▶ _Цитируемый фрагмент_:
++++++++++
Герой Платонова — трудящийся человек, напряженно думающий, стремящийся осознать себя в мире. Он учился «думать при революции», которая пробудила его сознание. Мировоззрение платоновского героя менялось в революции медленно и трудно, здесь новое причудливо и странно сочеталось со старым. Однако своеобразие платоновской прозы не только в этом. Самый строй и лад мысли героя и автора у Платонова предельно сближены. Если в ранних рассказах Платонова и есть элементы сказовой манеры, то они вызваны «литературным этикетом», молодой писатель стремился оправдать собственный строй мышления, передавая слово герою или рассказчику. Он сам так думает, думает, как его герои, самый склад его мышления народный.

Платонов — интеллигент, который не «вышел» из народа. С середины двадцатых годов писатель смело вводит народный строй мысли не только в речь героя, но и в речь авторскую. Показательно, что стилистика Платонова-критика и Платонова-прозаика в двадцатые годы различна. В критике и публицистике, где нет ни героя, ни рассказчика, он придерживается «общепринятых» правил. В критических статьях тридцатых годов этого уже нет — Платонов-критик говорит своим голосом.

Критическую прозу Платонова роднит с его прозой художественной и философская устремленность, желание, потребность и необходимость выяснить — и в простых словах (а не в философских терминах) выразить свое понимание человека, общества, природы. Художественная проза Платонова всегда находится на грани между литературой и философией. Вот-вот, кажется, образ «сорвется» в условность и станет отвлеченным, но писатель, как правило, сохраняет равновесие. Вероятно, поэтому столь органичны его переходы от прозы к публицистике и критике, где сохраняются не только проблематика, но и ритм, интонация, структура фразы.
++++++++++
▶ _Исходные данные_:
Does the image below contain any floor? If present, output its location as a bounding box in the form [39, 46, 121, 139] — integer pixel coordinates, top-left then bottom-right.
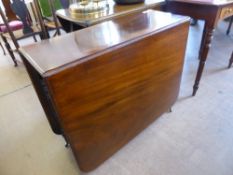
[0, 21, 233, 175]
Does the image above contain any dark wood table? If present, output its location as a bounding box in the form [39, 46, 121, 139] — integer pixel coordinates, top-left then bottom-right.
[166, 0, 233, 96]
[20, 10, 189, 171]
[56, 0, 165, 32]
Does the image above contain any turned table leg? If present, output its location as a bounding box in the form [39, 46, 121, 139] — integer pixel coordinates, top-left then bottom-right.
[192, 23, 214, 96]
[228, 52, 233, 68]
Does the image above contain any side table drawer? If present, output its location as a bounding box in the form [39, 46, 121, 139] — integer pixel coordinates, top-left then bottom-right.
[220, 5, 233, 19]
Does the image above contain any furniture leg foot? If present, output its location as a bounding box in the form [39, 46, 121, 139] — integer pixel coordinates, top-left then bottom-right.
[192, 23, 214, 96]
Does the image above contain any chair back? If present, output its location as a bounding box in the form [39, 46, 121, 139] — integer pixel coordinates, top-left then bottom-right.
[38, 0, 70, 17]
[10, 0, 33, 34]
[0, 0, 48, 49]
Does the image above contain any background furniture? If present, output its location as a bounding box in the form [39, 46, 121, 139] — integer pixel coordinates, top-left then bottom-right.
[56, 0, 165, 32]
[38, 0, 69, 36]
[228, 52, 233, 68]
[166, 0, 233, 96]
[226, 16, 233, 35]
[0, 0, 48, 66]
[20, 10, 189, 171]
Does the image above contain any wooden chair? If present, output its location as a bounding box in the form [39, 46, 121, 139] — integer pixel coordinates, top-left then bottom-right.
[0, 0, 48, 66]
[226, 16, 233, 35]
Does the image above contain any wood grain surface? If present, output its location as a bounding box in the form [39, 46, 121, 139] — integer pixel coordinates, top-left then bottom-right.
[21, 11, 189, 171]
++++++++++
▶ _Задание_: Повторите дословно всё, что во фрагменте о прозе Платонова идёт от слов «Герой Платонова —» и вплоть до слов «его мышления народный.».

▶ _Письменный ответ_:
Герой Платонова — трудящийся человек, напряженно думающий, стремящийся осознать себя в мире. Он учился «думать при революции», которая пробудила его сознание. Мировоззрение платоновского героя менялось в революции медленно и трудно, здесь новое причудливо и странно сочеталось со старым. Однако своеобразие платоновской прозы не только в этом. Самый строй и лад мысли героя и автора у Платонова предельно сближены. Если в ранних рассказах Платонова и есть элементы сказовой манеры, то они вызваны «литературным этикетом», молодой писатель стремился оправдать собственный строй мышления, передавая слово герою или рассказчику. Он сам так думает, думает, как его герои, самый склад его мышления народный.